SET EXERCISE
Rewrite the whole listing below, changing each "Indicate" to "Mark" and keeping every other part of every line the same.

Some records
----------------------------------------

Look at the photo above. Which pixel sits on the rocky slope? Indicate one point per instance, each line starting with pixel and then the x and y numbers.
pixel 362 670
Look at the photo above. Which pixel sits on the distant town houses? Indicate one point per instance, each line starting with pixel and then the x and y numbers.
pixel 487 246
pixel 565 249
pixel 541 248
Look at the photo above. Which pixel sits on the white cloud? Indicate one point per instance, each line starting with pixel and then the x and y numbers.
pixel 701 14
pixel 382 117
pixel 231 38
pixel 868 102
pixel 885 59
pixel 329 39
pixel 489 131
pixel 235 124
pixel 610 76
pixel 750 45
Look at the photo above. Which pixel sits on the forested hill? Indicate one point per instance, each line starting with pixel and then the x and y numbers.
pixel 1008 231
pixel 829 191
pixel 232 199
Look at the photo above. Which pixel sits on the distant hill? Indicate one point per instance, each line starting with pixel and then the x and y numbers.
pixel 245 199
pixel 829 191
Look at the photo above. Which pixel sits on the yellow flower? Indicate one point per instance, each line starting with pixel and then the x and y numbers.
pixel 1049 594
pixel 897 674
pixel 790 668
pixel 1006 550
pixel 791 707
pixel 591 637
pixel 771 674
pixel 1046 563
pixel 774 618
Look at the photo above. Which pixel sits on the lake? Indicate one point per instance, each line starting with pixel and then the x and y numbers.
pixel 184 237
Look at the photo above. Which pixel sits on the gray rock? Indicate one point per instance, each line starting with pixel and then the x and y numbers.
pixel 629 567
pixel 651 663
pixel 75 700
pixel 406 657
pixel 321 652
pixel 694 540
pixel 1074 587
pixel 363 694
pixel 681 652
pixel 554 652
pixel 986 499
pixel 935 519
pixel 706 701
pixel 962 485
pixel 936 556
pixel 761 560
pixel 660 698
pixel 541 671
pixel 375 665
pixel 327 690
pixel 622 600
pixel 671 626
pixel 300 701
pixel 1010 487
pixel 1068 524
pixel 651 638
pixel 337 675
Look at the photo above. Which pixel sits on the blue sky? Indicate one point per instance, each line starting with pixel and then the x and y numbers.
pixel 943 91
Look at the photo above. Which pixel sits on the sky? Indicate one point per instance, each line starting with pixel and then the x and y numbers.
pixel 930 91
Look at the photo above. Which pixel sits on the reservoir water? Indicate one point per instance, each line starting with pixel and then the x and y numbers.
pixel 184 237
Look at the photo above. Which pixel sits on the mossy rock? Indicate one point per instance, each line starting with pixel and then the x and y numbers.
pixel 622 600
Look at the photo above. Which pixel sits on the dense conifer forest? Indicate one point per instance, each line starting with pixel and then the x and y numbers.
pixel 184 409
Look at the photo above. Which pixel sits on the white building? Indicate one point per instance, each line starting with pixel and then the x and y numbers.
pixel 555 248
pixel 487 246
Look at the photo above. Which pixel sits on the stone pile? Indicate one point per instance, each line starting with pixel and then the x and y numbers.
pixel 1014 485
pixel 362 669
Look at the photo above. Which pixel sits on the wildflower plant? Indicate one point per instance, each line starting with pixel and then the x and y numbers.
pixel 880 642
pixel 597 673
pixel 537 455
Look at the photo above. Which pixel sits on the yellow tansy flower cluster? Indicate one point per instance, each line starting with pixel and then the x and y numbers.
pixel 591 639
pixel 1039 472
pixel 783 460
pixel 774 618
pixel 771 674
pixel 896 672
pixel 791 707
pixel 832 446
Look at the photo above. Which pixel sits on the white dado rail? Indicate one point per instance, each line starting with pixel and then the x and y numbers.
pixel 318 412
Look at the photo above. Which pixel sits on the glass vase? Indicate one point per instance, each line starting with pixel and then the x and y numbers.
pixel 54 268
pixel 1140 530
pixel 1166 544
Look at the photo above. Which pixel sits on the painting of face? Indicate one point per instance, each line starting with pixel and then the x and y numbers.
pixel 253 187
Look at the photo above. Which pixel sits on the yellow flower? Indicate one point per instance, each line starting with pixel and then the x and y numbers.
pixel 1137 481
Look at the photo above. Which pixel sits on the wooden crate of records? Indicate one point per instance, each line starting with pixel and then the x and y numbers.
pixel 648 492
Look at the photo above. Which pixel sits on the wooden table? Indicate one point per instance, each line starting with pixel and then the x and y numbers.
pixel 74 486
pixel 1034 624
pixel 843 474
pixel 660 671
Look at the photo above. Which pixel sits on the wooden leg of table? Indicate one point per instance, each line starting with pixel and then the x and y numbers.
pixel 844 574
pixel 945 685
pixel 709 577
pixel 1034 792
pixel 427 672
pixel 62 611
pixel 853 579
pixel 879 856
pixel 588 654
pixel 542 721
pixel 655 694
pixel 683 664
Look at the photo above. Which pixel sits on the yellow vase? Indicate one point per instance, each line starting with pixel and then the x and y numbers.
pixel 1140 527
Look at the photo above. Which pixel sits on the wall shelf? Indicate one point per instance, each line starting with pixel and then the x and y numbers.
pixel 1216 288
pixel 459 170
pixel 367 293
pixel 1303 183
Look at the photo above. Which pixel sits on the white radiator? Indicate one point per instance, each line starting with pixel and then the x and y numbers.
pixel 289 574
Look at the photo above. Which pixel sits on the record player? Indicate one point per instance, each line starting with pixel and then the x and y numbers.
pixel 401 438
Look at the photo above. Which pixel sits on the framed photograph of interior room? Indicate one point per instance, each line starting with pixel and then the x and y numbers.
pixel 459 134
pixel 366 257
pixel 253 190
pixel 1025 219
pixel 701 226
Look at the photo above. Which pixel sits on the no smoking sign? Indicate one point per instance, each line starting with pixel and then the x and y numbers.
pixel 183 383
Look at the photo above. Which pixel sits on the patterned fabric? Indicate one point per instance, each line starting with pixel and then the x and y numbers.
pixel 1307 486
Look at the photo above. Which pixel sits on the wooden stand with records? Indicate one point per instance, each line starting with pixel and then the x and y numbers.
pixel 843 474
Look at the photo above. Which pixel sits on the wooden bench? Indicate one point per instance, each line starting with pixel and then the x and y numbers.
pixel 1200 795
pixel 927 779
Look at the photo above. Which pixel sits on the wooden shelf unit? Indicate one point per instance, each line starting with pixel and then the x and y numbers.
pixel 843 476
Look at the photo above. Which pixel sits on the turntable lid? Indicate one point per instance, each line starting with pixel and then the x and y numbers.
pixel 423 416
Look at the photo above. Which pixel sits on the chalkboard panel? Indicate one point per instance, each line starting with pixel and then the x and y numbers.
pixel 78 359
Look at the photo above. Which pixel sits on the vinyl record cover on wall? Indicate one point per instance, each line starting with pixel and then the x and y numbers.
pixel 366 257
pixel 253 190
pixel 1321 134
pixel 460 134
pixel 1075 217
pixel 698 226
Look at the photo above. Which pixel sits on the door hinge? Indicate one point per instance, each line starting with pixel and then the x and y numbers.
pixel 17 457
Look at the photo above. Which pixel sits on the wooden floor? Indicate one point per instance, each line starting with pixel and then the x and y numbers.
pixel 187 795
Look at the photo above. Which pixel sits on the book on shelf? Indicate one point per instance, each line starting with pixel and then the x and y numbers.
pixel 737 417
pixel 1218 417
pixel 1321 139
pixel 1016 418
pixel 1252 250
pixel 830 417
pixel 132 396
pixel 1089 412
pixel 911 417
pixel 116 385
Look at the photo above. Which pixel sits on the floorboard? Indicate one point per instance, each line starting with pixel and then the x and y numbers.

----------------------------------------

SOLVED EXERCISE
Look at the photo above. Which pixel sits on the rocky slope? Mark one point per instance, each line starting with pixel and then the x and y numbers.
pixel 362 670
Look at the photo above. Which pixel sits on the distant town houses? Mark one point per instance, each line starting with pixel and then the x and y numbers.
pixel 487 246
pixel 565 249
pixel 541 248
Look at the photo above. Which pixel sits on the white cloud? Mark one point per instance, each line starting with pixel and then the x and y numbers.
pixel 701 14
pixel 382 117
pixel 231 38
pixel 868 102
pixel 885 59
pixel 329 39
pixel 489 131
pixel 235 124
pixel 610 76
pixel 750 45
Look at the photo above. Which pixel sits on the forested hill? Mark one point per instance, each line starting with pixel and then the x and y numbers.
pixel 1008 231
pixel 829 191
pixel 232 199
Look at the photo above. Which pixel sits on the distant hill? Mark one point per instance, each line starting with pixel and then the x and y numbers.
pixel 245 199
pixel 829 191
Look at the photo above. Which pixel sits on the yellow flower? Mark one point per instance, each line starting with pixel and then the x and y numbers.
pixel 1049 594
pixel 897 674
pixel 790 668
pixel 1006 550
pixel 791 707
pixel 591 637
pixel 771 674
pixel 1046 563
pixel 774 618
Look at the photo above. Which pixel sits on the lake? Mark one point per instance, each line starting with pixel and then the x and y numbers.
pixel 184 237
Look at the photo above. Which pixel sits on the gray rock? Mark one point per instance, each line starting with pixel and then the x and y numbers.
pixel 629 567
pixel 651 663
pixel 75 700
pixel 406 657
pixel 321 652
pixel 694 540
pixel 1074 587
pixel 363 694
pixel 681 652
pixel 554 652
pixel 986 499
pixel 935 519
pixel 706 701
pixel 962 485
pixel 936 556
pixel 761 560
pixel 660 698
pixel 541 671
pixel 375 665
pixel 327 690
pixel 622 600
pixel 671 626
pixel 300 701
pixel 1010 487
pixel 1068 524
pixel 651 638
pixel 337 675
Look at the photo above. Which pixel sits on the blue sky? Mark one point per instance, each line starting with pixel and then the x and y numbers.
pixel 943 91
Look at the photo above. Which pixel sits on the sky? Mark one point per instance, each line starting with pixel and then the x and y numbers.
pixel 930 91
Look at the photo above. Which pixel sits on the reservoir water? Mark one point per instance, each line starting with pixel and then the x and y numbers.
pixel 184 237
Look at the photo above. Which pixel sits on the mossy rock? Mark one point per instance, each line starting with pixel and then the x and y numbers.
pixel 622 600
Look at the photo above. Which pixel sits on the dense conifer forest? Mark one point per instance, each line starting with pixel and then the x and y numbers.
pixel 184 409
Look at the photo above. Which pixel sits on the white building? Mark one point per instance, each line starting with pixel and then the x and y numbers.
pixel 555 248
pixel 487 246
Look at the photo above. Which pixel sits on the stone pile? Mark one point per instance, each line starting with pixel and then the x and y numbers.
pixel 1014 485
pixel 362 669
Look at the photo above. Which pixel sits on the wildflower plant? Mark one point per instance, each line starting with pixel and then the x and y numbers.
pixel 880 642
pixel 597 673
pixel 537 455
Look at the photo above. Which pixel sits on the yellow tansy flower cluster? Mark one point per instance, each line starting with pixel and then the x and y numbers.
pixel 591 639
pixel 1039 472
pixel 783 460
pixel 774 618
pixel 771 674
pixel 896 672
pixel 791 707
pixel 832 446
Look at the photo above. Which pixel sits on the white dado rail? Mark one point per instance, each line starting with pixel and then the x and y numbers.
pixel 318 412
Look at the photo above. Which pixel sits on the glass vase? Mark one point per instance, each line starting with pixel and then the x and y numbers.
pixel 54 268
pixel 1140 530
pixel 1166 544
Look at the photo above. Which pixel sits on the painting of face? Mark one point per instance, each line starting with pixel and then the x and y numbers.
pixel 253 187
Look at the photo above. Which pixel sits on the yellow flower? Mark one point per instance, each line starting with pixel and then the x and y numbers.
pixel 1137 481
Look at the photo above. Which pixel sits on the wooden crate of records? Mark one point per instance, each line starting with pixel and then the x and y numbers.
pixel 648 492
Look at the photo above. Which pixel sits on the wooden table? Mark one point per instance, each line starting with pixel and then the x and y numbers.
pixel 74 486
pixel 1034 624
pixel 843 474
pixel 660 671
Look at the photo above. Which pixel sits on the wooden leg of table? Mark one point per instance, each line starting with pixel and then the x and y numbers.
pixel 844 574
pixel 945 685
pixel 709 577
pixel 1034 792
pixel 427 672
pixel 62 611
pixel 853 579
pixel 879 856
pixel 588 654
pixel 542 721
pixel 655 694
pixel 683 664
Look at the photo above. Which pixel sits on the yellow vase? Mark one point per instance, each line starting with pixel and then the x and y numbers.
pixel 1140 527
Look at the photo above. Which pixel sits on the wall shelf? Mark one point per instance, each line starting with pixel and then the x and y numbers.
pixel 1216 288
pixel 459 170
pixel 367 293
pixel 1303 183
Look at the photo above. Which pixel sits on the white radiator? Mark one point per instance, each line starting with pixel and then the x and y numbers.
pixel 289 574
Look at the photo above. Which pixel sits on the record player? Mark one point per instance, each line starting with pixel and then the x and y numbers.
pixel 401 438
Look at the photo above. Which pixel sits on the framed photograph of interior room? Mark one point per instance, each line starting with pixel and then the x and y numbers.
pixel 459 134
pixel 366 257
pixel 253 190
pixel 1025 219
pixel 701 226
Look at the photo above. Which pixel sits on the no smoking sign? Mark one point per instance, each line starting with pixel and then the x and y numbers.
pixel 183 383
Look at the photo above. Which pixel sits on the patterned fabric? Mark one point per instance, each line starting with pixel and then the x and y numbers.
pixel 1307 486
Look at the photo above. Which pixel sits on the wooden stand with records? Mark one point per instance, each line starting with pixel and then the x and y numbers.
pixel 843 474
Look at the photo above. Which pixel sits on the wooden bench? Mark one point per instance, each line starting with pixel and then the x and y numbers.
pixel 1200 795
pixel 927 779
Look at the photo above. Which pixel sits on the wooden shelf unit? Mark one point per instance, each line starting with pixel and then the x and y numbers.
pixel 843 476
Look at the photo above. Which pixel sits on the turntable lid? Mark one point per instance, each line starting with pixel and then the x and y numbers.
pixel 423 416
Look at the photo above. Which pixel sits on the chalkboard panel? Mark one point per instance, each line starting with pixel and then the x and y numbers.
pixel 78 359
Look at the photo above. Which pixel sits on the vinyl record cover on wall? Mark one point per instance, each line starting with pixel and then the x and y numbers.
pixel 366 257
pixel 253 190
pixel 1321 134
pixel 460 134
pixel 1075 217
pixel 698 226
Look at the photo above. Which pixel sits on the door hinge? Mark one point per instance, each line starting with pixel and then the x and y numbers.
pixel 17 457
Look at the photo above. Which pixel sits on the wooden floor? Mark one point per instance, each line starting with pixel and then the x and y numbers.
pixel 187 795
Look at the photo above. Which pixel sits on the book on shelf? Mark one point per instance, each line starting with pixel and then the x and y numbers.
pixel 737 417
pixel 1218 417
pixel 1321 139
pixel 1016 418
pixel 1252 250
pixel 830 417
pixel 132 396
pixel 1089 412
pixel 911 417
pixel 116 385
Look at the photo above. Which pixel sits on the floorboard? Mark one point per instance, each line starting with pixel and then the x and y numbers.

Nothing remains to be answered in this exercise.